REQUIREMENT ▸ Take the material below and write it all out again exactly.

Records from a data collection:
════

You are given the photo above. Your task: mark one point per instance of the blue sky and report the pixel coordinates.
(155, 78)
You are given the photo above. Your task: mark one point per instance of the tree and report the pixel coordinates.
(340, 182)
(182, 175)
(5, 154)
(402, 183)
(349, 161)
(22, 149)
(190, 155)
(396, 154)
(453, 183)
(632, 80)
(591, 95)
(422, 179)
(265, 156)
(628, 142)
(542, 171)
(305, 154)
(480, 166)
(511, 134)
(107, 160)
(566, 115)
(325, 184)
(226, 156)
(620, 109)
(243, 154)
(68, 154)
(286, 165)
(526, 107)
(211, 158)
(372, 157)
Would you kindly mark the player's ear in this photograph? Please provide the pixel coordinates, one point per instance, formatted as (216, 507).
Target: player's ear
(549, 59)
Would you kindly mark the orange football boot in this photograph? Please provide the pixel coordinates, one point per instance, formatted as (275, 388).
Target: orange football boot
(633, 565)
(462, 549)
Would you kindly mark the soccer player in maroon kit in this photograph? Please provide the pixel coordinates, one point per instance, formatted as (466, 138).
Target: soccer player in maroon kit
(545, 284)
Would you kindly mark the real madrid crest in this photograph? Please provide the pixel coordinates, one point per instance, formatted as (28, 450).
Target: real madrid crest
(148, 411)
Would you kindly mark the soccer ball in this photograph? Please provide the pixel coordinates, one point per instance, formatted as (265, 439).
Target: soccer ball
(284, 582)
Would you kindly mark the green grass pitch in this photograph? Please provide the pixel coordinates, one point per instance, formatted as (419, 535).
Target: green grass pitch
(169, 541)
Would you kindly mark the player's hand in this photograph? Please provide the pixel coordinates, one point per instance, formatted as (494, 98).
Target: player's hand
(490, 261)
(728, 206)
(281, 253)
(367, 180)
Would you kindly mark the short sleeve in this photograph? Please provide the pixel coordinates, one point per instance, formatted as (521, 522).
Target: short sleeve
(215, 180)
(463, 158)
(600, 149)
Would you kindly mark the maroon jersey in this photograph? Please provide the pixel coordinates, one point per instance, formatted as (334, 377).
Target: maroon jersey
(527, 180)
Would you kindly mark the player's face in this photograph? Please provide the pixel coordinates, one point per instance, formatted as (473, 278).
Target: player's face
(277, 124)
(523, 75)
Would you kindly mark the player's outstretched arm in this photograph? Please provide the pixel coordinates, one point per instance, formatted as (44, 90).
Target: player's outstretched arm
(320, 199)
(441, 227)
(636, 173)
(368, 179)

════

OUTPUT BELOW ▸
You are given the photo above. Your task: mark one point per instance of the blue sky and report the pixel coordinates.
(155, 78)
You are given the photo above. Your task: mark one point per instance of the tree and report the pixel coordinates.
(340, 182)
(182, 175)
(5, 154)
(402, 183)
(349, 161)
(22, 149)
(190, 155)
(396, 154)
(453, 183)
(632, 80)
(591, 95)
(422, 179)
(265, 156)
(628, 142)
(542, 171)
(305, 154)
(480, 166)
(511, 134)
(107, 160)
(566, 115)
(325, 184)
(226, 156)
(620, 109)
(243, 154)
(68, 154)
(286, 165)
(526, 107)
(211, 158)
(372, 157)
Would you kindly mark the player's ear in this photograph? Please provide the pixel coordinates, one point per instance, formatted as (216, 507).
Target: player's ear
(549, 59)
Would you kindly mark the orange football boot in this photograph? Please provide the pixel coordinates, one point per instance, formatted as (275, 388).
Target: orange football boot
(633, 565)
(462, 549)
Would you kindly mark the soccer player in maroon kit in this photograph? Please provide the pixel coordinates, one point per instance, formatted as (466, 138).
Target: soccer player in maroon kit
(545, 284)
Would you kindly mark the real madrid crest in this photograph? Please provide the pixel coordinates, one point per instance, formatted as (28, 450).
Target: real madrid crest
(148, 411)
Would you kindly mark the soccer ball in this photograph? Please provide the pixel coordinates, one point per instance, formatted as (265, 439).
Target: soccer ball
(284, 582)
Would you kindly mark the green grass pitch in this photograph? Please provide the pixel coordinates, one point per instance, formatted as (419, 535).
Target: green grass pitch
(169, 541)
Would you kindly mark the player's hand in this photograph? Please provide the pixel coordinates, one point per instance, formatted as (494, 98).
Target: player's hand
(490, 261)
(728, 206)
(281, 253)
(367, 180)
Would you kindly mark the short sleeve in this photograph? Please provide the pixel coordinates, one point per instance, formatted as (521, 522).
Target: short sleeve
(215, 180)
(463, 158)
(600, 149)
Would you kindly mark the maroon jersey in this photograph? Please provide the pixel coordinates, one point per instance, formatted as (334, 377).
Target: maroon jersey
(527, 180)
Would you kindly mark the player's face in this photograph? Please provide the pixel coordinates, one point per instance, formatted as (473, 278).
Target: player's face
(277, 124)
(523, 75)
Would you kindly mark the player's outstretched arm in this photograph? Please provide the pixel coordinates, one point per instance, formatted as (44, 90).
Target: player's outstretched arm
(320, 199)
(441, 227)
(636, 173)
(368, 179)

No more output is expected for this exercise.